EXERCISE REQUIREMENTS
**a.** From the passage on waning American support for environmental policy, pull out the part starting at "And then, almost" and ending at "and wind power.".
**b.** Write the next part of the passage on waning American support for environmental policy, picking up after its final sentence.

TEXT EXCERPT
-- start --

And then, almost as quickly as it had inflated, the green bubble burst. Between January 2008 and January 2009, the percentage of Americans who told the Pew Research Center for the People and the Press that the environment was a “top priority” dropped from 56 percent to 41 percent. While surveys have long showed that enthusiasm for all things green is greatest among well-educated liberals, the new polling results were sobering. For the first time in a quarter century, more Americans told Gallup in March that they would prioritize economic growth “even if the environment suffers to some extent” than said they would prioritize environmental protection “even at the risk of curbing economic growth.” Soon thereafter, Shell announced it would halt its investments in solar and wind power.
Policymakers took note. As gas prices continued their upward trajectory, climate legislation to cap carbon emissions garnered less support in the U.S. Senate last summer than it had in 2003 and 2005. Confronted by chants of “Drill, baby, drill,” Senate and House Democrats, led by candidate Barack Obama, embraced offshore oil exploration, reversing nearly a quarter-century of opposition. When it came time to justify stimulus investments in energy efficiency and renewables, the president did so in the name of job creation, not polar bears. And, last month, after floating the idea of forcing cap-and- trade legislation through Congress as part of the budget, the White House quickly backed down in the face of opposition from Senate Democrats, especially those from the hard-hit Midwest.

-- end --

DATASET EXTRACT
-- start --

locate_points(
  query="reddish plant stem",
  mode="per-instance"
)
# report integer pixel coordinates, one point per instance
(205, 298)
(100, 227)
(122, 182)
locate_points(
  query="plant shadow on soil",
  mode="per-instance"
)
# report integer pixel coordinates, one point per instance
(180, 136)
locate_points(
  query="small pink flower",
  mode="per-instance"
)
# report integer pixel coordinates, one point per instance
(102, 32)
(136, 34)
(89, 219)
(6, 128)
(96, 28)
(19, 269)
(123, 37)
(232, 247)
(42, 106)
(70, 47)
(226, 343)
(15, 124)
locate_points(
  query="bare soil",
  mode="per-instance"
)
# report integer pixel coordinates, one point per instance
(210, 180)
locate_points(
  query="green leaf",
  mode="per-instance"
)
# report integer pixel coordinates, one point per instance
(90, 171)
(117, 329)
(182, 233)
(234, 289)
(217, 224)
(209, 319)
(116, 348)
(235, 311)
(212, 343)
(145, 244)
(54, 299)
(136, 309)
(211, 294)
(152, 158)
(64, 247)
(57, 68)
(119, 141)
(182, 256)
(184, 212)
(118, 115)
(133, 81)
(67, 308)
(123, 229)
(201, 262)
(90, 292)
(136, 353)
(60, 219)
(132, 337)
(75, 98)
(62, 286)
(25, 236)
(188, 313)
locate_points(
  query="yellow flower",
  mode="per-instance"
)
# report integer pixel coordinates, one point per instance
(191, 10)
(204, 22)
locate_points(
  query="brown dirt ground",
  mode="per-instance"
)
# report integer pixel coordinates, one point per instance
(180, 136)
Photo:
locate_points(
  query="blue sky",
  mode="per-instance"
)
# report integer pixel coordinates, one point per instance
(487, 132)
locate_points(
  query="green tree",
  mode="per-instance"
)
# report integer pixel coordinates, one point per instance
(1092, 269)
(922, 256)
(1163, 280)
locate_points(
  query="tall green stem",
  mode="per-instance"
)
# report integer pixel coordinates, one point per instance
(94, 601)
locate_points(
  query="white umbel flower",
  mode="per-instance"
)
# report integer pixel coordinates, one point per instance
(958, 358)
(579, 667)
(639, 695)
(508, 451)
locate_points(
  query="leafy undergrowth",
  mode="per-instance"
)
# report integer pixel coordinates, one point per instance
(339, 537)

-- end --

IN RESPONSE
**a.**
And then, almost as quickly as it had inflated, the green bubble burst. Between January 2008 and January 2009, the percentage of Americans who told the Pew Research Center for the People and the Press that the environment was a “top priority” dropped from 56 percent to 41 percent. While surveys have long showed that enthusiasm for all things green is greatest among well-educated liberals, the new polling results were sobering. For the first time in a quarter century, more Americans told Gallup in March that they would prioritize economic growth “even if the environment suffers to some extent” than said they would prioritize environmental protection “even at the risk of curbing economic growth.” Soon thereafter, Shell announced it would halt its investments in solar and wind power.

**b.**
Today, Beavan and others pitch green lifestyles as thrifty ways to make ends meet in a difficult economy. And, no doubt, many Americans are seeking out some form of (in)voluntary simplicity in response to the financial crisis. But making virtue of necessity is not the same as making necessity of virtue. Whatever romanticized vision of a simpler life that might have existed a year or two ago has largely been replaced by a fearful vision of a life of poverty or, at least, greater insecurity. Today, the Times and other newspapers run stories about how Americans are coping with their economic, not ecological, anxieties.
Of course, environmentalism itself has not disappeared. Earth Day was celebrated last week, magazines and marketers continue to use green to sell to upscale audiences, and legislation to cap carbon emissions, albeit heavily watered-down, could still pass Congress. But the cultural moment marked by the ubiquity of green self-help, apocalypse talk, and cheery utopianism has passed. It is tempting to reduce this retrenchment to economic pressures alone, with concrete short-term concerns trumping more abstract worries about the future. But a closer look at the causes of the green bubble reveals a more complicated story, not just about the nature of environmentalism but about modern American life itself.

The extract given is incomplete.